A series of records
------------------------------------
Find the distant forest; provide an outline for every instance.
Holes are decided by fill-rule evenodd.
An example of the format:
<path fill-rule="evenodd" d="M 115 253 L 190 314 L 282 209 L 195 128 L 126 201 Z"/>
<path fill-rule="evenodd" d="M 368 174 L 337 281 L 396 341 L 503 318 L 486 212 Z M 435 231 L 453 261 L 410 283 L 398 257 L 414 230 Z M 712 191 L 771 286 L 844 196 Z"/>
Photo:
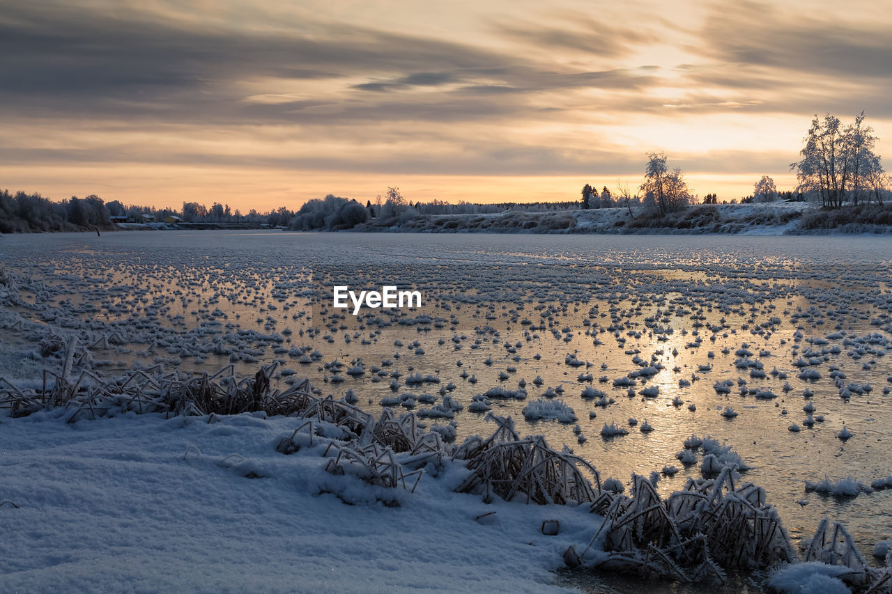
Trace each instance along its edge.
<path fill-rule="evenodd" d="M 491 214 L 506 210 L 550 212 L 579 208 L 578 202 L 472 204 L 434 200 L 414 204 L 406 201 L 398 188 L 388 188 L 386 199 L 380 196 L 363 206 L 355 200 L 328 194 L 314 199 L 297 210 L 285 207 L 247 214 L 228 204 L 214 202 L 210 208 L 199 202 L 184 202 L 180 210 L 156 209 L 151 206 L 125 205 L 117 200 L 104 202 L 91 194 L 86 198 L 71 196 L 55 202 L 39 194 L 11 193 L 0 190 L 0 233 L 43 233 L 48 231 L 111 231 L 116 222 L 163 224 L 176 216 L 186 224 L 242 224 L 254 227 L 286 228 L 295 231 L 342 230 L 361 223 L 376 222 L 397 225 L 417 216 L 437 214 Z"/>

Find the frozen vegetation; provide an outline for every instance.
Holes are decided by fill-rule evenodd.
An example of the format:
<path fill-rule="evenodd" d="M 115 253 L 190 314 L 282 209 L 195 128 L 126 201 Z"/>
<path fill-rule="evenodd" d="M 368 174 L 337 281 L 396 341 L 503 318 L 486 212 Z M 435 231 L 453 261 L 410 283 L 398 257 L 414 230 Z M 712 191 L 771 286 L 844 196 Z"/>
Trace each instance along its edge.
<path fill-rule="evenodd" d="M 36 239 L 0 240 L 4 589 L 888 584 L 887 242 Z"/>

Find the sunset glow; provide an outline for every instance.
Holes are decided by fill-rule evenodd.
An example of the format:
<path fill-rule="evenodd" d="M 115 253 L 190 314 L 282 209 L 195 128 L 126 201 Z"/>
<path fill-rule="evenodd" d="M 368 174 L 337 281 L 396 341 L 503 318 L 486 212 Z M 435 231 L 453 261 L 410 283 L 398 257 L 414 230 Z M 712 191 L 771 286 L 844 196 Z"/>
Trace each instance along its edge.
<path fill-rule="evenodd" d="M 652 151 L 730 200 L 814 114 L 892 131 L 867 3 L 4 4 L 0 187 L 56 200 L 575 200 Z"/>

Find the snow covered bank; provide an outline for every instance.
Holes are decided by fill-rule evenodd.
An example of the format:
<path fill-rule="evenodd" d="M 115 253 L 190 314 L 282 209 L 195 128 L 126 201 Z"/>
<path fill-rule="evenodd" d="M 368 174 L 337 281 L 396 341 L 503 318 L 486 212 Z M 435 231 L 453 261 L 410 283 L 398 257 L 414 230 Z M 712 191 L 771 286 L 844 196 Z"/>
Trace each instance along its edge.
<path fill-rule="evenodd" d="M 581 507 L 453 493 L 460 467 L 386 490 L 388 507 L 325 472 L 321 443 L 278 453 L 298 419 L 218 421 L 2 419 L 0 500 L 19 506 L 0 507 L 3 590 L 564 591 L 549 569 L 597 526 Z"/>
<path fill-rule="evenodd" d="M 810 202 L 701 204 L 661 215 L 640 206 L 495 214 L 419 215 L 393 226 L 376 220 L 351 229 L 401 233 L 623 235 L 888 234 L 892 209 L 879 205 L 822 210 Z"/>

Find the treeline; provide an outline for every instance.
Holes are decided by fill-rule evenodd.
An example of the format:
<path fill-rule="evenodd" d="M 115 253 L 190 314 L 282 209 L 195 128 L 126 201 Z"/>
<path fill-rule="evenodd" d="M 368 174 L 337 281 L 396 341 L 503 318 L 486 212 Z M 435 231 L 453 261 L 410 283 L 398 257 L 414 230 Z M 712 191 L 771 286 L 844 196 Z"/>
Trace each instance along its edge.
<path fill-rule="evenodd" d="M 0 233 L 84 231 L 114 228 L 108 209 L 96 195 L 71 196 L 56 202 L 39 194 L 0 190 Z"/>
------------------------------------
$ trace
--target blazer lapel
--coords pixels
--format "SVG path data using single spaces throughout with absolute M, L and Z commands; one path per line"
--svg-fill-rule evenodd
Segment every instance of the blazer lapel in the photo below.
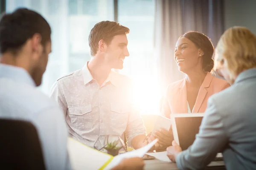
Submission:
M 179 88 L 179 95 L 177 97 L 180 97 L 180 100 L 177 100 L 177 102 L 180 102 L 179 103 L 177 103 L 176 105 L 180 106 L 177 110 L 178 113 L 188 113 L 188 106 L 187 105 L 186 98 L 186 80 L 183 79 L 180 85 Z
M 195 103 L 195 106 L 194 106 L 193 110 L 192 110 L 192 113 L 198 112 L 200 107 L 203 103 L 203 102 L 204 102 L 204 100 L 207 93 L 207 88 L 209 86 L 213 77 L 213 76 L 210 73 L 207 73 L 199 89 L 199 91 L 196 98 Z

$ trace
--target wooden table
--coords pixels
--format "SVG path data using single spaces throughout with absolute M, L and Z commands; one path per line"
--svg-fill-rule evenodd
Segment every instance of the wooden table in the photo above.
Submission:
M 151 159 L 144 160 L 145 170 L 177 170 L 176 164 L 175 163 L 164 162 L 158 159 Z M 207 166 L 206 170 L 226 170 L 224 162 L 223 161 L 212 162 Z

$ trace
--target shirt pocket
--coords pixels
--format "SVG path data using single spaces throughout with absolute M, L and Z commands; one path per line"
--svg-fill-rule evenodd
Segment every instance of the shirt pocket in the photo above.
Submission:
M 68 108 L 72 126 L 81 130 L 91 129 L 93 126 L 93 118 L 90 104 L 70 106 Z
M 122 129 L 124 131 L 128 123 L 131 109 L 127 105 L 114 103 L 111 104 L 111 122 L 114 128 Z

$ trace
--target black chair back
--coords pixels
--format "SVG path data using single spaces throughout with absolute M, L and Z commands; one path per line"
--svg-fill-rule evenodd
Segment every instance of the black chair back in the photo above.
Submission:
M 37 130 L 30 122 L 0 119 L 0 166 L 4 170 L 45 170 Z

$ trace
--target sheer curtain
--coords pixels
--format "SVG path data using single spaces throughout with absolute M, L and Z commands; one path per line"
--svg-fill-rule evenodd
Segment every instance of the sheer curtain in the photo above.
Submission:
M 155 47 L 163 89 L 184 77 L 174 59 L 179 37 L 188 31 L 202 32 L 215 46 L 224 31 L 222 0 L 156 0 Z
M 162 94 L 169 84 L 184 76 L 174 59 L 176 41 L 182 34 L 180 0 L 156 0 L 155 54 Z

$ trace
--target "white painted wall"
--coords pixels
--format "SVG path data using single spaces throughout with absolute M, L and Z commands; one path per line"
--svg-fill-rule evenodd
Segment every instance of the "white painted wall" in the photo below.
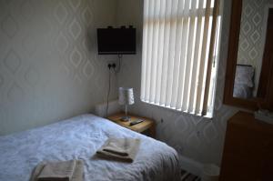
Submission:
------------------------------------
Display each line of the listing above that contains the string "wooden".

FINAL RESULT >>
--target wooden table
Segment every instance of the wooden table in the photo above.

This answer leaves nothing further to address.